What you need to do:
[A] Check three statements against the post about the falling rate of profit. For each of (i), (ii) and (iii), answer yes or no, and quote the exact words of the post that decide it. (i) The post gives the rate of profit as p' = s/C = s/(c + v). (ii) The post says it is easy to fully express the falling rate of profit with math. (iii) The post says the person being discussed is doing derivatives.
[B] Resume the post about the falling rate of profit from its last sentence and keep it going in the same casual voice.

Source excerpt:
Fucking moron you get your entire economic education from memes, if you can't mathematically explain to me how you can disprove the formula for the falling rates of profit as illustrated as the following
p' = s/C = s/(c + v)
Then you know literally as much about how the economy works as a rabid dog
ok, yeah, he's not doing derivatives, but that is what he means.
it's kind of hard to actually fully express the idea of the falling rate of profit mathematically. you'd essentially want to show that on average, p' < 1 (i would guess based on Marx's formula, given that it's positive-definite and therefore, the requirement certainly couldn't logically be that p' is on average negative-definite).

Data section:
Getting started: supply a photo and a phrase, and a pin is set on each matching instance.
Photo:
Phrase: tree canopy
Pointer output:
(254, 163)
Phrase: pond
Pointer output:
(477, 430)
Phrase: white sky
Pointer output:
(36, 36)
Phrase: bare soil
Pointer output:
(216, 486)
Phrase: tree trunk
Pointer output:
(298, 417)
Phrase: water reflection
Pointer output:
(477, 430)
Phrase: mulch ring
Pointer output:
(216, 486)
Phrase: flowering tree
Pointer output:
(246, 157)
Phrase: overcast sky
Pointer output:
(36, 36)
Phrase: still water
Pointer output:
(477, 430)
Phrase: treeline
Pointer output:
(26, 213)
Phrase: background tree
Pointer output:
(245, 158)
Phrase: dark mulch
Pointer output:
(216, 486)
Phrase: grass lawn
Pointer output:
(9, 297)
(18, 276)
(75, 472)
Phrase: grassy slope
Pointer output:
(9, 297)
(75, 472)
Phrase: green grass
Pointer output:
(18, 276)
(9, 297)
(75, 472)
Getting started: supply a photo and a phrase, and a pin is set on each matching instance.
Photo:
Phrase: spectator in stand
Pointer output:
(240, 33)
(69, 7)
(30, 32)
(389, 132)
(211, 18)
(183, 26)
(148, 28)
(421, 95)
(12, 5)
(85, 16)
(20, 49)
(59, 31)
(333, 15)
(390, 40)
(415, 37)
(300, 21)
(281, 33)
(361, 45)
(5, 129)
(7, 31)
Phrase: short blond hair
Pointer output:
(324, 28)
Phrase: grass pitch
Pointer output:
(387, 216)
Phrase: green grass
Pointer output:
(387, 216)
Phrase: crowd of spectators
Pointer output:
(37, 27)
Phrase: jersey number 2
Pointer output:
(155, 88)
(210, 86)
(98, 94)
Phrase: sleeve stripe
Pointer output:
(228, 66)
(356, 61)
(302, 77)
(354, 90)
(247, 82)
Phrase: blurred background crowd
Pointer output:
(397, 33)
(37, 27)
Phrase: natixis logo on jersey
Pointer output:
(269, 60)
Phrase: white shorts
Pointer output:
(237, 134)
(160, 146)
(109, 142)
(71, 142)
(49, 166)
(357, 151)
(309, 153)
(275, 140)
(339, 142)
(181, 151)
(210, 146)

Response list:
[A]
(i) Yes: "p' = s/C = s/(c + v)"
(ii) No: "it's kind of hard to actually fully express the idea of the falling rate of profit mathematically"
(iii) No: "ok, yeah, he's not doing derivatives"

[B]
yeah, i mean i think forcing marx into a specific mathematical model misses the point entirely for the most part. it's just that there is a consistent mathematical way to phrase "tendency" which is in terms of time-averaged behaviors, which are a well-studied mathematical field. the tendency for the rate of profit to fall would be most accurately phrased mathematically as a statement about some abstract objects that have a specific time-averaged behavior, that marx therefore asserts is a dialectically correct interpretation of the aggregate behavior of capital. saying that it is "on average" falling is to actually say that it does have counter-tendencies that change the local behavior but not the behavior over sufficient time scales.
that's what i'm saying though is that you could do it, but to do so would be to miss the point. i don't think that makes a law of it though, just a model of a particular abstract thing. to proscribe mathematically is to insist that you can come up with a mathematically coherent and empirically observable set of quantities. no more, no less.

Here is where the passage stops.